• [What to do] Every record must be given again word for word; no picture belongs in the copy.

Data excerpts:
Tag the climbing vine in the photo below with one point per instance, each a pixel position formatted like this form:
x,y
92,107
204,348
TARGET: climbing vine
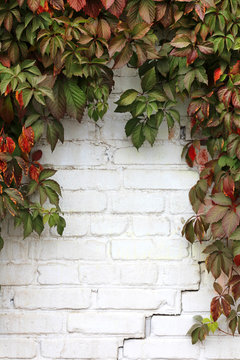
x,y
55,60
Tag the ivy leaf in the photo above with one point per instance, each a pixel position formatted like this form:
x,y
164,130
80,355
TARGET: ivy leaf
x,y
33,4
216,213
230,222
77,4
75,99
147,10
127,97
137,136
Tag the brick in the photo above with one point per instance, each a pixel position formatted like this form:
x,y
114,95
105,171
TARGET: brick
x,y
76,225
164,301
124,82
149,249
65,298
181,275
83,201
11,348
107,323
51,274
137,202
197,250
30,323
171,325
99,274
71,153
89,179
151,225
80,348
113,126
166,153
222,348
164,179
160,349
13,274
75,131
138,274
197,300
68,249
179,203
108,224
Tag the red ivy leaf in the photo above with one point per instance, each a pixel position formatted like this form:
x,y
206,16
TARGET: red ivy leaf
x,y
37,155
107,3
229,186
93,7
117,7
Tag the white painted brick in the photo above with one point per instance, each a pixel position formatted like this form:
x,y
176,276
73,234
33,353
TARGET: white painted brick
x,y
164,301
14,250
197,250
182,275
108,224
99,274
51,274
75,131
76,225
13,274
160,179
198,301
83,201
167,153
123,83
138,274
151,225
137,202
148,249
11,348
65,298
68,249
71,153
222,348
113,126
89,179
171,325
80,348
179,202
153,348
30,323
107,323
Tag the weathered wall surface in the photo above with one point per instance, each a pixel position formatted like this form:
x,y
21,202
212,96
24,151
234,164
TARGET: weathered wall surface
x,y
121,283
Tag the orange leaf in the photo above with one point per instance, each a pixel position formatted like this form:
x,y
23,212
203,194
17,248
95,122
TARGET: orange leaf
x,y
216,308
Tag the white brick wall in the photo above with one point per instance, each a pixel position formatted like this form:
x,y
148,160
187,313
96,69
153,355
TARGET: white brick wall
x,y
121,259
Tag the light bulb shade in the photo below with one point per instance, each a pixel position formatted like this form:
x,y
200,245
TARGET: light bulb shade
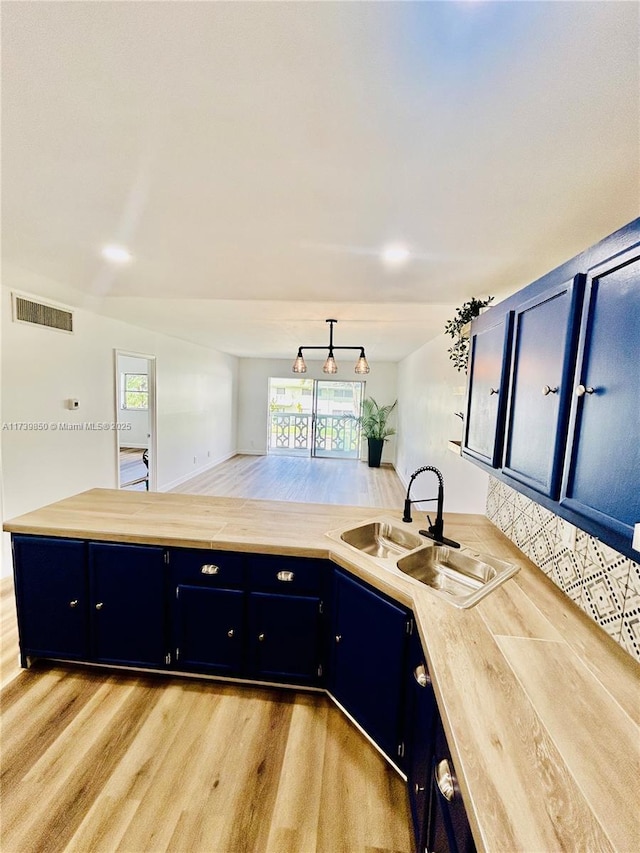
x,y
299,365
362,366
330,365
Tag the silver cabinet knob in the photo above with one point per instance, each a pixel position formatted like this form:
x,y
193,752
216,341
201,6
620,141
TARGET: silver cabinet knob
x,y
444,780
581,390
421,675
287,577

• [Solution]
Tag the climbing vine in the photo below with one point per instance, each a pixel position formatted like this form:
x,y
92,107
204,348
TARGET: climbing vine
x,y
55,60
Tag the ivy leaf in the photo above with one point per instance, each a pixel position formatted like this form:
x,y
164,130
80,355
TARGET: ivy leaf
x,y
33,4
216,213
230,222
77,4
75,99
147,10
127,97
137,136
Tag the brick in the photo above with one point per instance, each a pixel position formatted like this form:
x,y
114,95
105,171
TARGET: brick
x,y
76,225
164,301
124,82
149,249
65,298
181,275
83,201
11,348
107,323
51,274
137,202
197,250
30,323
171,325
99,274
71,153
89,179
151,225
80,348
113,126
166,153
222,348
164,179
160,349
13,274
75,131
138,274
197,300
68,249
179,203
108,224
Tag the red ivy leaf in the photo above with one point per instance, each a pixel position formatted like this form:
x,y
206,16
TARGET: red ivy leaf
x,y
37,155
107,3
229,186
93,7
117,7
Tag the white painted brick in the photo above with one point per instance, each a pixel position formatted like this form:
x,y
176,276
73,234
33,353
TARGET: white painted brick
x,y
164,301
14,250
197,250
182,275
108,224
99,274
51,274
75,131
76,225
13,274
160,179
198,301
83,201
167,153
123,83
138,274
151,225
137,202
148,249
11,348
65,298
68,249
71,153
222,348
113,126
89,179
171,325
80,348
179,202
153,348
30,323
107,323
Tag the weathered wall surface in the photo above with one point per instance, each a pixel position formatted like this form:
x,y
21,202
212,96
24,151
234,164
TARGET: weathered wall surface
x,y
121,283
Tag the orange leaf in the photo above with one point per instance, each a pixel position formatted like this form:
x,y
23,212
203,194
17,248
95,122
TARGET: orange leaf
x,y
216,308
Tag the white brick wall in the photo above with one point per instance, each a pixel position formatted like this form:
x,y
148,160
187,313
96,69
153,355
TARGET: white brick wall
x,y
121,259
Tag the light bulb shade in the photo below with one point per instance, each a pixel position formatted like this form:
x,y
200,245
TARGET: light bulb shade
x,y
299,365
362,366
330,365
Tag the silver cabinet knob in the photo above with one point per instance, each a pixel position formatted like this form:
x,y
193,752
216,341
201,6
620,141
TARGET: silver cabinet knob
x,y
444,780
581,390
421,675
287,577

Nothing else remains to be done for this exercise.